GIVEN INSTRUCTION 1: Which topics does the movie recommendation write-up list under "Covered topics"?
DOCUMENT SEGMENT start
# Task 5: Movie Recommendation System  

In this task, I built a **movie recommendation system** using the **MovieLens 100K dataset**.  
The system recommends movies based on **user similarity** and **item similarity**, and I also experimented with **matrix factorization (SVD)**.

Covered topics:  
- Numpy  
- Pandas  
- Scikit-learn  
- Recommendation Systems (User-Based CF, Item-Based CF, Matrix Factorization)


##Step 1: Importing Libraries
I imported the necessary libraries to build my movie recommendation system, including pandas for data handling, numpy for numerical operations, cosine_similarity from sklearn for similarity calculations, train_test_split for data splitting, and TruncatedSVD for matrix factorization.

In [1]:
import pandas as pd
import numpy as np
from sklearn.metrics.pairwise import cosine_similarity
from sklearn.model_selection import train_test_split
from sklearn.decomposition import TruncatedSVD

## Step 2: Upload,Load and Explore Dataset
I downloaded the MovieLens 100K dataset from Kaggle.  
It contained multiple files inside the `ml-100k` folder.  
I uploaded the zip file to google colab and extracted its contents.
For this task, I used `u.data` (ratings) and `u.item` (movie details).

In [2]:
from google.colab import files
import zipfile

# Upload the ml-100k.zip file from your laptop
uploaded = files.upload()
DOCUMENT SEGMENT end
GIVEN INSTRUCTION 2: In the records, can you replace "white tent wall" with "canvas tent wall" from the line with "of the white" through the line with "pixel 283 49", leaving everything else unchanged? Give back only those lines.
INFORMATION PROVIDED start
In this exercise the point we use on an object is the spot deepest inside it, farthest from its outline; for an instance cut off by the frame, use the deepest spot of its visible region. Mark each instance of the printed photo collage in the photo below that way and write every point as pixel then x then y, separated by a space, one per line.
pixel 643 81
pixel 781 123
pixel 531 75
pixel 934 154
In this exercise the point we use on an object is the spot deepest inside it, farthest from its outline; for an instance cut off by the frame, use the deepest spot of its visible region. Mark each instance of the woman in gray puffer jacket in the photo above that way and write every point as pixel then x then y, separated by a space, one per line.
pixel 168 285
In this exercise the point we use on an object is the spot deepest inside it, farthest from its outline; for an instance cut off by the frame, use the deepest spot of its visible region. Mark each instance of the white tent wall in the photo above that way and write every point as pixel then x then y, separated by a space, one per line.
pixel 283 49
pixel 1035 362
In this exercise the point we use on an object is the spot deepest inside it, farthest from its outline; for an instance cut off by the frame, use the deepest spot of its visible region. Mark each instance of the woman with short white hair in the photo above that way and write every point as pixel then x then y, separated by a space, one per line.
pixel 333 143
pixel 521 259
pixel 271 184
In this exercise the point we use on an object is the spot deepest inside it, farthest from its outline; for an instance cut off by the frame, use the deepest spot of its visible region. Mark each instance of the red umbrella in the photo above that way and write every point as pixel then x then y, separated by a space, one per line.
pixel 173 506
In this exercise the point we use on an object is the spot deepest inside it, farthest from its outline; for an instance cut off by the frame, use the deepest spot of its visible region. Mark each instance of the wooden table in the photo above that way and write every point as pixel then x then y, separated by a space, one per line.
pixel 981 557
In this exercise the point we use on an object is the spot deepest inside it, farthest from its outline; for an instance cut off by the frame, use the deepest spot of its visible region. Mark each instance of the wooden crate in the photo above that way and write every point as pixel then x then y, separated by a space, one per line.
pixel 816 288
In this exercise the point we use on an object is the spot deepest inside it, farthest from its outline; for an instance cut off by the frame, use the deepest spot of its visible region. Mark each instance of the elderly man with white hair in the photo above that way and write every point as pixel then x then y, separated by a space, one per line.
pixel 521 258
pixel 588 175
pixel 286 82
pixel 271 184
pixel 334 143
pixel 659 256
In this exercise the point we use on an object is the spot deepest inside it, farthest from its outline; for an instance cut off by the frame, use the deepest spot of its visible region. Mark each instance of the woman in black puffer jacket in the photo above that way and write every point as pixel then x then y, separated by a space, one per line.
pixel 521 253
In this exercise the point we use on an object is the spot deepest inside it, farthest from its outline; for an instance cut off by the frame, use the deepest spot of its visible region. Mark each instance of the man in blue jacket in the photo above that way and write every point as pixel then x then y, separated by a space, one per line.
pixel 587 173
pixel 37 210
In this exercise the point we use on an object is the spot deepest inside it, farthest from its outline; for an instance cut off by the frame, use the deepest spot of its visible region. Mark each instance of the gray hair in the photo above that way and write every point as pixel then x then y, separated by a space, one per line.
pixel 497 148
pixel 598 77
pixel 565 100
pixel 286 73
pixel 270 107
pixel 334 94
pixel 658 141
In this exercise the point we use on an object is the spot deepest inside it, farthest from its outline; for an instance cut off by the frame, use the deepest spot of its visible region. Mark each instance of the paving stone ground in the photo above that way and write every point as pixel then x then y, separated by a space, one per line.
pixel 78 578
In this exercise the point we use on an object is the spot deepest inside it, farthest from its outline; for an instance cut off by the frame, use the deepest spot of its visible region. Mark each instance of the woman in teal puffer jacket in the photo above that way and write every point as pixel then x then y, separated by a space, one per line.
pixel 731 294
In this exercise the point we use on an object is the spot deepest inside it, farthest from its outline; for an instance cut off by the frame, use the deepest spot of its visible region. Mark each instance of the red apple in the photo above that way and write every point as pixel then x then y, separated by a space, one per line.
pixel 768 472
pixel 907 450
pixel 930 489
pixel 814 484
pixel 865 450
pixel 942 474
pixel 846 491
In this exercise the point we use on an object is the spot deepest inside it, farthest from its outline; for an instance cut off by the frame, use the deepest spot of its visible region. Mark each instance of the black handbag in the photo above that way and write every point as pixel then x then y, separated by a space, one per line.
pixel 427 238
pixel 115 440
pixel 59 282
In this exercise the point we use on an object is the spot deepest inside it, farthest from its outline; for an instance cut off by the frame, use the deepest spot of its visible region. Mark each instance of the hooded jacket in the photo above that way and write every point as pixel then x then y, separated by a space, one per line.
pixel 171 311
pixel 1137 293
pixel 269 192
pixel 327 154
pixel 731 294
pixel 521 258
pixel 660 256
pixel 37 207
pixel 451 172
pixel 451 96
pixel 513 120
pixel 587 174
INFORMATION PROVIDED end
WRITTEN REPLY 1:
- Numpy
- Pandas
- Scikit-learn
- Recommendation Systems (User-Based CF, Item-Based CF, Matrix Factorization)

WRITTEN REPLY 2:
In this exercise the point we use on an object is the spot deepest inside it, farthest from its outline; for an instance cut off by the frame, use the deepest spot of its visible region. Mark each instance of the canvas tent wall in the photo above that way and write every point as pixel then x then y, separated by a space, one per line.
pixel 283 49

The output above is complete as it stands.